### PROVIDED TEXT
# Jonathan Edwards Opines



## bookslover (Aug 6, 2009)

Here are a couple of quotations from _"A Sweet Flame": Piety in the Letters of Jonathan Edwards"_, edited by Michael A. G. Haykin (Grand Rapids: Reformation Heritage Books, 2007). This is a volume in the publisher's _Profiles in Reformed Spirituality_ series.

Here is Edwards on preferring, over all, Peter van Mastricht to Francis Turretin (from a letter to Joseph Bellamy dated January 15, 1747):

"...They are both excellent. Turretin is on polemical divinity, on the 5 points & all other controversial points, & is much larger than these than Mastricht, & is better for one that desires only to be thoroughly versed in controversies. But take Mastricht for divinity in general, doctrine, practice, & controversy, or as an universal system of divinity; & it is much better than Turretin or any other book in the world, excepting the Bible, in my opinion." (pp. 83-85)

And, here's Edwards on whether he could be a Presbyterian and an adherer to the Westminster Standards; the context of this letter is that Edwards was on the verge of being fired by his church, and is answering a question about if he could see his way to ministering in Scotland (from a letter to the Scots pastor John Erskine, dated July 5, 1750):

"You are pleased, dear Sir, very kindly to ask me, whether I could sign the _Westminster Confession of Faith_, and submit to the Presbyterian form of church government, and to offer to use your influence to procure a call for me, to some congregation in Scotland. I should be very ungrateful, if I were not thankful for such kindness and friendship. As for my subscribing to the substance of the _Westminster Confession_, there would be no difficulty; and as to the Presbyterian government, I have long been perfectly out of conceit of our unsettled, independent, confused way of church government in this land. [Edwards was, remember, a Congregationalist.] And the Presbyterian way has ever appeared to me most agreable to the Word of God, and the reason and nature of things, though I cannot say that I think that the Presbyterian government of the Church of Scotland is so perfect that it cannot, in some respects, be mended." (pp. 119-120)

In this same letter to Erskine, by the way, he makes an interesting comment about himself:

"Nor have I any particular door in view that I depend upon to be opened for my future serviceableness. Most places in New England that want a minister would not be forward to invite one with so chargeable a family, nor one so far advanced in years - being forty-six the fifth day of last October. I am fitted for no other business but study. I should make a poor hand at getting a living by any secular employment." (p. 119)

Interesting comments by Jonathan Edwards.

By the way, I've read the volume on John Calvin in this series and am finishing up the one on Edwards. These books in the _Profiles in Reformed Spirituality_ series are definitely worth your time.


----------



## mvdm (Aug 6, 2009)

bookslover said:


> And, here's Edwards on whether he could be a Presbyterian and an adherer to the Westminster Standards; the context of this letter is that Edwards was on the verge of being fired by his church, and is answering a question about if he could see his way to ministering in Scotland (from a letter to the Scots pastor John Erskine, dated July 5, 1750):
> 
> "You are pleased, dear Sir, very kindly to ask me, whether I could sign the _Westminster Confession of Faith_, and submit to the Presbyterian form of church government, and to offer to use your influence to procure a call for me, to some congregation in Scotland. I should be very ungrateful, if I were not thankful for such kindness and friendship. As for my subscribing to the substance of the _Westminster Confession_, there would be no difficulty; and as to the Presbyterian government, I have long been perfectly out of conceit of our unsettled, independent, confused way of church government in this land. [Edwards was, remember, a Congregationalist.] And the Presbyterian way has ever appeared to me most agreable to the Word of God, and the reason and nature of things, though I cannot say that I think that the Presbyterian government of the Church of Scotland is so perfect that it cannot, in some respects, be mended." (pp. 119-120)

### STATED GOAL A
According to the forum thread on Jonathan Edwards, which publisher issued the volume of his letters edited by Michael A. G. Haykin?
### STATED GOAL B
Render this sentence from the forum thread on Jonathan Edwards into Spanish: "I am fitted for no other business but study."

### RECORDED INFORMATION
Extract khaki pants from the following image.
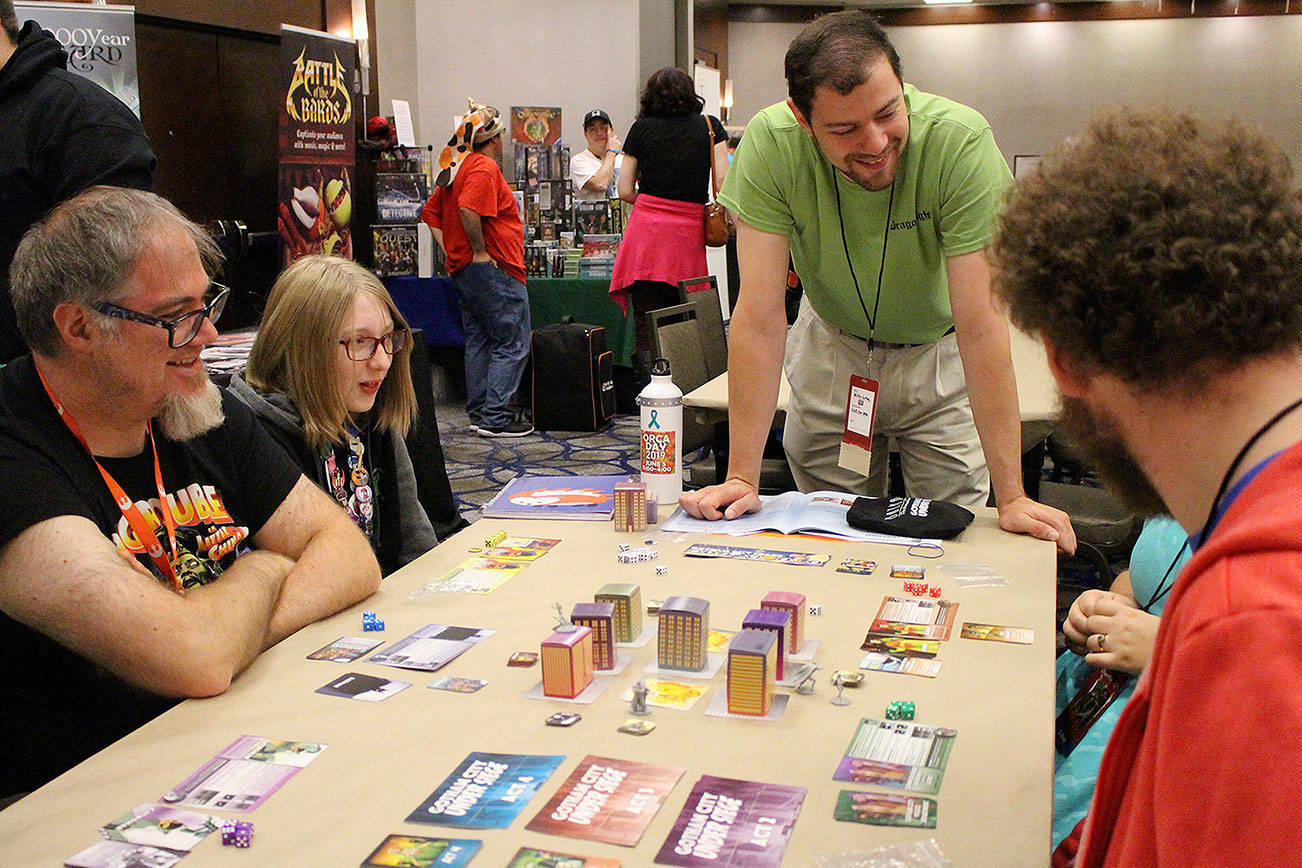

### FINAL RESULT A
Reformation Heritage Books

### FINAL RESULT B
No estoy capacitado para ninguna otra ocupación que no sea el estudio.